**할 일:** 아래 목록을 줄마다 번호를 붙인 형태로 바꿔 주세요. 빈 줄은 빼고 목록 전체를 다루되, 그림은 답에 넣지 마세요.

**제공 자료:**
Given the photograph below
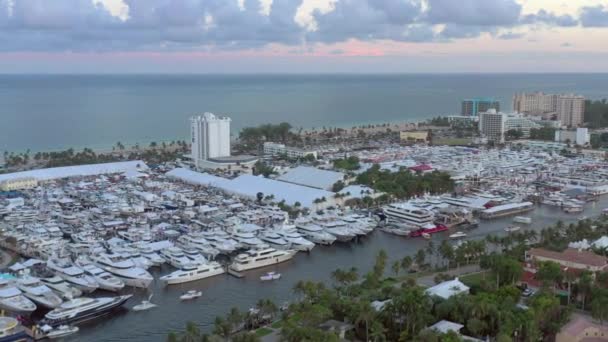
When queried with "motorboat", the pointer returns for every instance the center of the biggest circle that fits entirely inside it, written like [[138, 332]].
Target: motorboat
[[105, 280], [72, 274], [512, 229], [316, 234], [61, 287], [270, 276], [296, 240], [192, 294], [13, 300], [193, 272], [58, 332], [39, 293], [522, 219], [260, 258], [458, 235], [175, 257], [83, 309], [123, 268], [275, 240], [145, 305]]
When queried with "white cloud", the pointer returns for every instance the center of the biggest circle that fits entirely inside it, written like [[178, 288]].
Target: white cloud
[[304, 15], [117, 8]]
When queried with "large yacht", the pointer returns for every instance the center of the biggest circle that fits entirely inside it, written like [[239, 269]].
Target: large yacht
[[193, 272], [315, 234], [123, 268], [72, 274], [13, 300], [39, 293], [105, 280], [83, 309], [260, 258], [410, 215]]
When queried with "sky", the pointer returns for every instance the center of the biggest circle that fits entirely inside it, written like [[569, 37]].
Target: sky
[[303, 36]]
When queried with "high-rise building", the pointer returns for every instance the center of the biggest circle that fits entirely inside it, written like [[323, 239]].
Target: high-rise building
[[472, 107], [210, 137], [569, 109], [492, 125]]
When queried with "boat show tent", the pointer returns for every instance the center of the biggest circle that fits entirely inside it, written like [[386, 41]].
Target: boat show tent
[[312, 177], [77, 171]]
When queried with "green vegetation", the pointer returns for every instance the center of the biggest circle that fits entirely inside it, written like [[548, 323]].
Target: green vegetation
[[349, 164], [543, 133], [596, 113], [255, 136], [404, 183]]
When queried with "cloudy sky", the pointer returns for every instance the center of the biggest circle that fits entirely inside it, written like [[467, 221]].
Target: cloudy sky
[[255, 36]]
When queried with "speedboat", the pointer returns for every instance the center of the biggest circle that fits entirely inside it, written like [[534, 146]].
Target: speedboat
[[124, 269], [270, 276], [105, 280], [458, 235], [72, 274], [83, 309], [192, 294], [144, 305], [61, 287], [39, 293], [13, 300], [511, 229], [296, 240], [193, 272], [260, 258]]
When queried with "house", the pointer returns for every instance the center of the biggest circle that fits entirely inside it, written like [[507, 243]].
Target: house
[[448, 289], [582, 328]]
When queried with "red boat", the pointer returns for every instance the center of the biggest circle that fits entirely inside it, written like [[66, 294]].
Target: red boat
[[438, 228]]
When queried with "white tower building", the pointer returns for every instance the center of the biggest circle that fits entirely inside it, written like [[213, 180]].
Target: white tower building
[[210, 137]]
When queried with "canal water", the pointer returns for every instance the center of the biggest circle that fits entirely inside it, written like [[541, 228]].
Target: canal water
[[222, 292]]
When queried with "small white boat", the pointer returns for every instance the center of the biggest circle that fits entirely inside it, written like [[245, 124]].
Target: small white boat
[[270, 276], [522, 219], [59, 332], [511, 229], [458, 235], [192, 294], [145, 305]]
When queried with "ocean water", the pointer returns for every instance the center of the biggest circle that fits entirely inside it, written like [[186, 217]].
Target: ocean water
[[49, 112]]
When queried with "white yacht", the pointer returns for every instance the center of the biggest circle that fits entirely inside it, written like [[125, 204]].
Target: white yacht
[[175, 257], [339, 230], [316, 234], [83, 309], [105, 280], [193, 272], [72, 274], [61, 287], [297, 241], [39, 293], [275, 240], [260, 258], [13, 300], [247, 239], [123, 268]]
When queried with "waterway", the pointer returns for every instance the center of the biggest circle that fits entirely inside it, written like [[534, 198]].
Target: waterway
[[223, 292]]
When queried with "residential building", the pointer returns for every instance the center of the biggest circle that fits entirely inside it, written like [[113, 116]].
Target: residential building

**전체 답변:**
1. Given the photograph below
2. When queried with "motorboat", the pointer returns for every instance the center of the biggest circle that fits entirely inside it, written like [[138, 332]].
3. Target: motorboat
4. [[105, 280], [72, 274], [512, 229], [316, 234], [61, 287], [270, 276], [296, 240], [192, 294], [13, 300], [193, 272], [58, 332], [39, 293], [522, 219], [260, 258], [458, 235], [175, 257], [83, 309], [123, 268], [275, 240], [145, 305]]
5. When queried with "white cloud", the pointer returns for every instance the center of the biggest circle that fits entirely inside it, written like [[178, 288]].
6. Target: white cloud
7. [[304, 15], [117, 8]]
8. When queried with "large yacht", the pointer returns for every instance the center of the biggest circle that fits entirely inside it, written like [[239, 269]].
9. Target: large yacht
10. [[193, 272], [315, 234], [123, 268], [72, 274], [13, 300], [39, 293], [105, 280], [83, 309], [260, 258], [410, 215]]
11. When queried with "sky", the pointer returns for every instance the center of the biggest circle that fits entirely inside it, written like [[569, 37]].
12. Target: sky
13. [[303, 36]]
14. When queried with "high-rise building", the pointer returns for every instance the center of the biggest circle that fits entirely inside it, written like [[323, 239]].
15. Target: high-rise building
16. [[472, 107], [210, 137], [569, 109], [492, 125]]
17. When queried with "boat show tent", the pointer returns for every instance the center of the biggest circle that fits entirely inside it, written like [[386, 41]].
18. Target: boat show tent
19. [[312, 177], [77, 171]]
20. When queried with "green vegetation", the pointer returns for every instance the center of the biggest circle that fits entirely inside it, written like [[548, 323]].
21. Target: green vegetation
22. [[349, 164], [543, 133], [596, 113], [255, 136], [404, 183]]
23. When queried with "cloudy sky", the pointer returns for every instance the center of the biggest circle that fits entirely inside it, written like [[467, 221]].
24. Target: cloudy sky
25. [[255, 36]]
26. When queried with "speedboat", the pointer returns for every instance the center of the biggest circle that fits entirely inside it, written like [[534, 146]].
27. Target: speedboat
28. [[124, 269], [270, 276], [105, 280], [458, 235], [72, 274], [83, 309], [192, 294], [144, 305], [61, 287], [39, 293], [13, 300], [511, 229], [296, 240], [193, 272], [260, 258]]
29. When queried with "house", the pointer returns for every instance the center of the biggest circle that fits entirely inside it, written like [[507, 243]].
30. Target: house
31. [[448, 289], [582, 328]]
32. When queried with "red boat", the pointer returns for every instance the center of the biggest circle that fits entirely inside it, written like [[66, 294]].
33. Target: red boat
34. [[438, 228]]
35. When queried with "white tower building", the pointer returns for every instance the center of the biggest circle that fits entirely inside it, written like [[213, 180]].
36. Target: white tower building
37. [[210, 137]]
38. When queried with "canal water", the pointer returns for every instance the center of the biggest circle that fits entirely inside it, written like [[541, 228]].
39. Target: canal water
40. [[222, 292]]
41. When queried with "small white boat", the pointer returns for every instance the center of the biggest circle that fits entirely inside it, written like [[245, 124]].
42. Target: small white boat
43. [[270, 276], [522, 219], [59, 332], [511, 229], [458, 235], [192, 294], [145, 305]]
44. When queried with "ocean water", the pointer returns for every instance the center of the biggest circle that fits entirely inside it, written like [[186, 217]].
45. Target: ocean water
46. [[49, 112]]
47. When queried with "white yacht", the pointer returns for every instance the center of the biggest circle that fits entirely inside it, written like [[125, 204]].
48. Target: white yacht
49. [[175, 257], [339, 230], [316, 234], [83, 309], [105, 280], [193, 272], [72, 274], [61, 287], [297, 241], [39, 293], [275, 240], [260, 258], [13, 300], [247, 239], [123, 268]]
50. When queried with "waterway", the pointer returns for every instance the center of the biggest circle that fits entirely inside it, written like [[534, 198]].
51. Target: waterway
52. [[223, 292]]
53. When queried with "residential building", the pointer returns for every instance the center of the biggest circle that fits entirely inside it, written like [[113, 116]].
54. Target: residential building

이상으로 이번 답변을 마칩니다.